* **What you should do**:
Please copy out every line in the entries that includes the word "below".

□ □ □

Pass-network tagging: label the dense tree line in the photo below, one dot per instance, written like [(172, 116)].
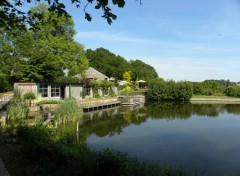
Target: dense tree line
[(217, 88), (41, 52), (115, 66), (160, 90)]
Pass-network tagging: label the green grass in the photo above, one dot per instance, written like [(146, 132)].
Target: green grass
[(214, 96)]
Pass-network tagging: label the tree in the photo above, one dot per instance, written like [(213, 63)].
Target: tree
[(108, 63), (160, 90), (142, 70), (47, 48), (12, 13), (128, 82)]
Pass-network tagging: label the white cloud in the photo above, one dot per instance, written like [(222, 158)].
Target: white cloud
[(193, 69), (119, 37)]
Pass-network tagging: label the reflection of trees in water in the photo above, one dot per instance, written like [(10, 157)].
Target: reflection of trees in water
[(233, 109), (112, 122), (169, 110), (210, 110)]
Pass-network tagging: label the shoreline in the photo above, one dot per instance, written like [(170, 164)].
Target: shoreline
[(210, 100)]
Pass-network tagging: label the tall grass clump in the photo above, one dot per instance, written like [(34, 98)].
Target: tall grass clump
[(16, 110), (68, 110)]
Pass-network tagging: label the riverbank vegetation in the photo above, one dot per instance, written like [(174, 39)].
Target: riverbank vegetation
[(161, 90)]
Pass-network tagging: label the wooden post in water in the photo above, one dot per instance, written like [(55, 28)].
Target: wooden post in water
[(77, 131)]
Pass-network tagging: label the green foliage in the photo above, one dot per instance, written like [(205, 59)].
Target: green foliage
[(48, 102), (94, 84), (4, 82), (52, 50), (107, 63), (68, 110), (141, 70), (127, 77), (208, 87), (67, 79), (16, 110), (29, 96), (160, 90), (233, 91), (115, 66)]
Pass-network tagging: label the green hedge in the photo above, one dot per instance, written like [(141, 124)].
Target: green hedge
[(160, 90)]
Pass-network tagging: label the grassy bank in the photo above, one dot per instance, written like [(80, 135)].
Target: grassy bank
[(37, 150), (214, 96)]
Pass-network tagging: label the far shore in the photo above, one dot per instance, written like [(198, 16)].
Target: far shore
[(215, 100)]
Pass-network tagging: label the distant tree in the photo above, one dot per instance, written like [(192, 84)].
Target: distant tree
[(107, 63), (115, 66), (44, 51), (160, 90), (142, 70), (128, 82), (209, 87)]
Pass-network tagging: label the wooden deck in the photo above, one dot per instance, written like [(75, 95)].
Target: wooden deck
[(97, 107), (5, 98)]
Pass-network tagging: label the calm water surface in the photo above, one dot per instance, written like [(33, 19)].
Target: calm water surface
[(204, 137)]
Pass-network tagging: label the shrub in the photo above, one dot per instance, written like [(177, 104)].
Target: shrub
[(68, 110), (16, 110), (160, 90), (29, 96), (49, 102)]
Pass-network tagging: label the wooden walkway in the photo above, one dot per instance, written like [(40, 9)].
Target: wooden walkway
[(97, 107), (5, 98)]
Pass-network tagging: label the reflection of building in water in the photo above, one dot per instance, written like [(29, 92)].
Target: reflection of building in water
[(111, 112)]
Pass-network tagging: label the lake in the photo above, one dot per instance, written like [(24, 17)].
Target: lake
[(205, 137)]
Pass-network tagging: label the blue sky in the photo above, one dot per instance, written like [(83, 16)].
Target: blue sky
[(182, 39)]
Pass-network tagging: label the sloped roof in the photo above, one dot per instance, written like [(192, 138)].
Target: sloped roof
[(92, 74)]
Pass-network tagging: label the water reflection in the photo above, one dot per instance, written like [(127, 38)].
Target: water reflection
[(112, 122), (203, 136)]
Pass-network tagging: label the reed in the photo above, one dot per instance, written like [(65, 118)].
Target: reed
[(68, 110)]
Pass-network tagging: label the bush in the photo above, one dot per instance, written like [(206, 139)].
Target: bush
[(4, 82), (68, 110), (160, 90), (233, 91), (49, 102), (29, 96), (16, 110)]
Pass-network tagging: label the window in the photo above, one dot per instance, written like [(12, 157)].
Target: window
[(55, 91), (43, 90), (88, 91)]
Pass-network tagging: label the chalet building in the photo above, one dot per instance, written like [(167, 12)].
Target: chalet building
[(92, 74), (48, 90), (58, 91)]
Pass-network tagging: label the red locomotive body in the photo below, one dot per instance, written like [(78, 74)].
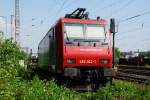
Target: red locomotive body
[(76, 48)]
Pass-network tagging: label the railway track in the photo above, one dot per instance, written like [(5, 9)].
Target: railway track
[(138, 74)]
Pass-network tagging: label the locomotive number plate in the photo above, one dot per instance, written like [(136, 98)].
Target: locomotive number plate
[(87, 61)]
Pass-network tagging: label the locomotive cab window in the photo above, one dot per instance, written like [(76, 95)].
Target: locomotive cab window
[(95, 31)]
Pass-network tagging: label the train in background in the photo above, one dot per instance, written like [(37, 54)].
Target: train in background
[(131, 58), (78, 48)]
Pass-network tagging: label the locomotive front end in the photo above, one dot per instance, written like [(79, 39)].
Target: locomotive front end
[(87, 48)]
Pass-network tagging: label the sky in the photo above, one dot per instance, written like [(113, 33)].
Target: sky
[(37, 17)]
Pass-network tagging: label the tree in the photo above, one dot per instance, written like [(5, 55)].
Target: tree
[(117, 54)]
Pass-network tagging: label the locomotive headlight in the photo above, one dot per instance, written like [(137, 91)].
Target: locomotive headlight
[(104, 61), (71, 60)]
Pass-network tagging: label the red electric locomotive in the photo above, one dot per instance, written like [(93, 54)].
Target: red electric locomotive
[(77, 47)]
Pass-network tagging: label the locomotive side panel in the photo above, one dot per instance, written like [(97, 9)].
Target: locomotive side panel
[(59, 46), (44, 51)]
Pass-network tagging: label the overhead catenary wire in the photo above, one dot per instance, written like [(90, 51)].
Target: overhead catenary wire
[(108, 6), (135, 16), (129, 2)]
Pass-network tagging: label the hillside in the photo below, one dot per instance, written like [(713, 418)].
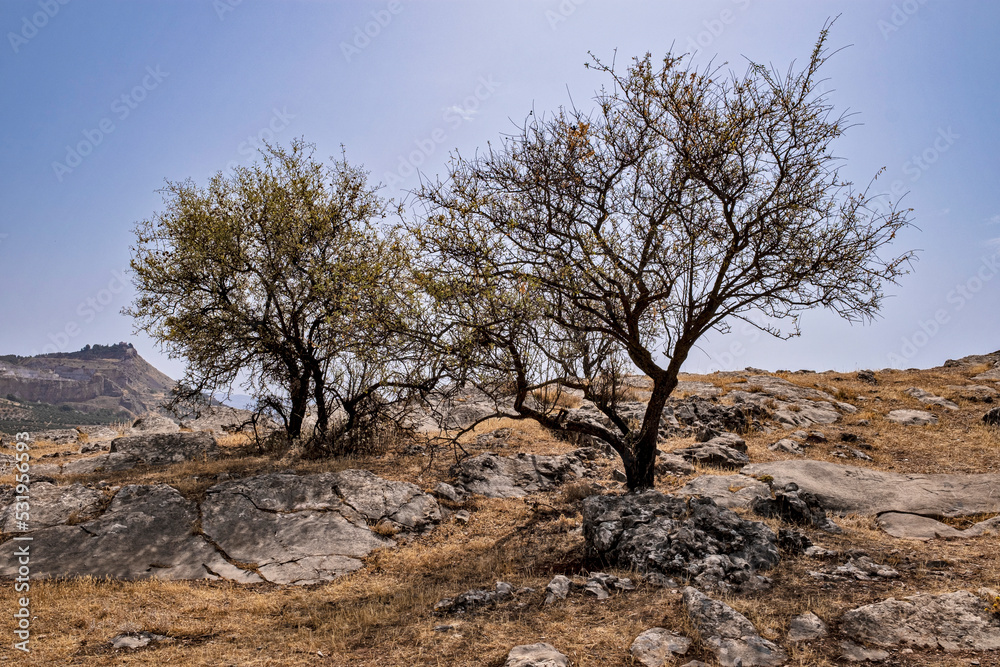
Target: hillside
[(96, 385), (824, 518)]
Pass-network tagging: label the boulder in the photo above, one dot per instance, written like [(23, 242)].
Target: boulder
[(860, 568), (991, 374), (912, 417), (671, 464), (99, 433), (557, 589), (806, 627), (719, 452), (868, 377), (473, 600), (729, 491), (851, 652), (146, 532), (844, 489), (916, 527), (930, 399), (221, 419), (694, 538), (166, 448), (733, 638), (536, 655), (310, 528), (51, 505), (788, 446), (794, 506), (957, 621), (975, 392), (515, 476), (58, 436), (685, 416), (657, 647), (153, 423)]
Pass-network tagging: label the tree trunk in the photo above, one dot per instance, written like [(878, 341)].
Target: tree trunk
[(298, 392), (639, 466)]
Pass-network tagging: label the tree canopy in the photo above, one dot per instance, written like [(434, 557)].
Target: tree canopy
[(592, 244), (278, 275)]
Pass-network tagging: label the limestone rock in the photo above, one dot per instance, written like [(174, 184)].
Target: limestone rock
[(58, 436), (729, 491), (867, 377), (536, 655), (732, 637), (135, 640), (164, 449), (794, 506), (719, 452), (787, 445), (851, 652), (806, 627), (861, 568), (51, 505), (557, 589), (657, 647), (912, 417), (671, 464), (146, 532), (844, 489), (916, 527), (473, 600), (153, 423), (992, 374), (651, 532), (955, 621), (975, 392), (928, 398), (515, 476), (310, 528), (376, 499)]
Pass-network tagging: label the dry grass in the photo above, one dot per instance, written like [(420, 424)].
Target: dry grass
[(383, 614)]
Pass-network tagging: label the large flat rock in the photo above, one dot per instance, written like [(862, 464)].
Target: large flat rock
[(844, 489), (147, 532), (958, 621), (282, 528), (310, 528)]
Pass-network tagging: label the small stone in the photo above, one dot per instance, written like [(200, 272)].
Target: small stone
[(854, 653), (806, 627), (536, 655), (658, 646), (557, 589), (448, 492)]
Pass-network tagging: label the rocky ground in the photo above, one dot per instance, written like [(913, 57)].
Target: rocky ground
[(799, 518)]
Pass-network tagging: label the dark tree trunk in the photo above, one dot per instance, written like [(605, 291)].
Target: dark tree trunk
[(640, 464), (298, 392)]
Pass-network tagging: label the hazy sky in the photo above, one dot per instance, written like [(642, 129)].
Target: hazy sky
[(102, 101)]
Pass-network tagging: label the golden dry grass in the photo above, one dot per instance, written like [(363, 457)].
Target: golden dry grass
[(383, 614)]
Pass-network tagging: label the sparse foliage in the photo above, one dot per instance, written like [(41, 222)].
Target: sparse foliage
[(590, 245), (278, 276)]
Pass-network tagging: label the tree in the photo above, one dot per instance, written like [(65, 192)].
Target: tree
[(588, 245), (278, 275)]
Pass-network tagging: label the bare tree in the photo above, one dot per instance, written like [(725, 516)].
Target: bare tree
[(593, 243), (278, 275)]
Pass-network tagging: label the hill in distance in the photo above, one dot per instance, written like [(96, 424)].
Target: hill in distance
[(98, 384)]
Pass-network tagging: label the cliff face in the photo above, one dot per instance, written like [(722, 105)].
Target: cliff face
[(113, 376)]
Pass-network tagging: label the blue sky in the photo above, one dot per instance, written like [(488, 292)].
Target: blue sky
[(103, 101)]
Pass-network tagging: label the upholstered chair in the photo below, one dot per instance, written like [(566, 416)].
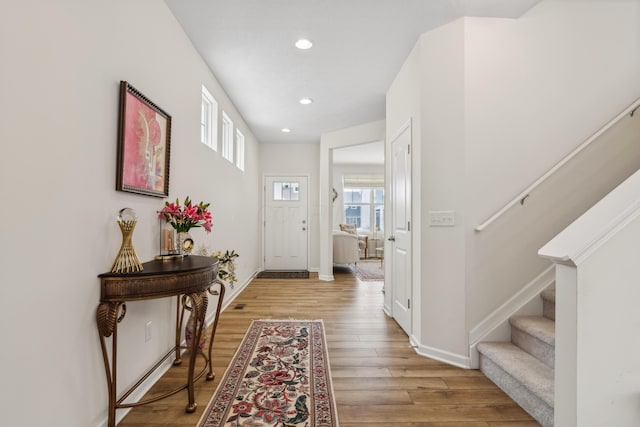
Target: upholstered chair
[(345, 248), (362, 240)]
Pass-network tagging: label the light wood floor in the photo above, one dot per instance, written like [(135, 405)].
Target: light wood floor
[(378, 379)]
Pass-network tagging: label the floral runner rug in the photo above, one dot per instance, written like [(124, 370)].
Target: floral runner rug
[(279, 377)]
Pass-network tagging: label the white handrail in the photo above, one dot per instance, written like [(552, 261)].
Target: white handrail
[(521, 197)]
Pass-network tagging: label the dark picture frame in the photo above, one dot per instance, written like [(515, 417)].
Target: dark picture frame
[(144, 145)]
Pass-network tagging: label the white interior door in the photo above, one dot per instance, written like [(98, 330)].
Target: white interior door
[(286, 226), (401, 237)]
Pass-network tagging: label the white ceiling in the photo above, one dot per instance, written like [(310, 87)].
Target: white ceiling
[(359, 46)]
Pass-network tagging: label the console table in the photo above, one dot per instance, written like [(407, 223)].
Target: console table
[(189, 280)]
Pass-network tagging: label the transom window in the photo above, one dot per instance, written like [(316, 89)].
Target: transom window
[(239, 150), (227, 137), (209, 120)]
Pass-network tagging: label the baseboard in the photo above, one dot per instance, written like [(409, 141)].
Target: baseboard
[(230, 297), (440, 355), (500, 317)]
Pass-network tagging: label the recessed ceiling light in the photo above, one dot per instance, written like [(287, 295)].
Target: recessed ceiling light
[(304, 44)]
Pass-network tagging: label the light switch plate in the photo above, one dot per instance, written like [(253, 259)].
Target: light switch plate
[(442, 218)]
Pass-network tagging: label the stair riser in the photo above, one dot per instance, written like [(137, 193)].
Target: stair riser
[(535, 347), (524, 397)]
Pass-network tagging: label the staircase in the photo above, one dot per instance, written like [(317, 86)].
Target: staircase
[(524, 367)]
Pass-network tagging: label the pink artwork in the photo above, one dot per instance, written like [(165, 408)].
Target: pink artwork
[(143, 152)]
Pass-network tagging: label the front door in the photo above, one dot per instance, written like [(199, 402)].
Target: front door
[(401, 220), (286, 226)]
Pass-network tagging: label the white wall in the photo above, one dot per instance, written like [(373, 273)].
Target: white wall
[(597, 316), (61, 66), (551, 79), (500, 101), (278, 159)]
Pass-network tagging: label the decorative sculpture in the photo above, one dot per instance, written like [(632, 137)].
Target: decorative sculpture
[(127, 261)]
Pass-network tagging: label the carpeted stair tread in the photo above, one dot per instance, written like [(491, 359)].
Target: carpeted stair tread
[(524, 368), (537, 326)]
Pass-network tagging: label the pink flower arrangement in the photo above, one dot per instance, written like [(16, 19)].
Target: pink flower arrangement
[(183, 218)]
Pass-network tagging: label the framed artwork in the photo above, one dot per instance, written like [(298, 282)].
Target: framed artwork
[(144, 142)]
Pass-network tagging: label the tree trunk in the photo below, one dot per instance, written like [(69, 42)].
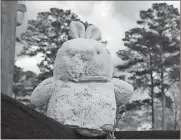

□ □ □

* **Written response**:
Pass-network tagging: label the dense tree line in the photo below, one dot per instance, written like [(172, 116)].
Pass-network tagging: label the red locomotive body in the photo below, one dot per instance, written like [(78, 74)].
Pass-network tagging: label the hillside in the photo below, one dot per instance, written like [(713, 418)].
Pass-network tagging: label the upholstered chair in the photo below, one dot per instance, written like [(566, 416)].
Pass-network tagging: label the tree trunk in the photo below, one dot per instance, written like [(69, 42)].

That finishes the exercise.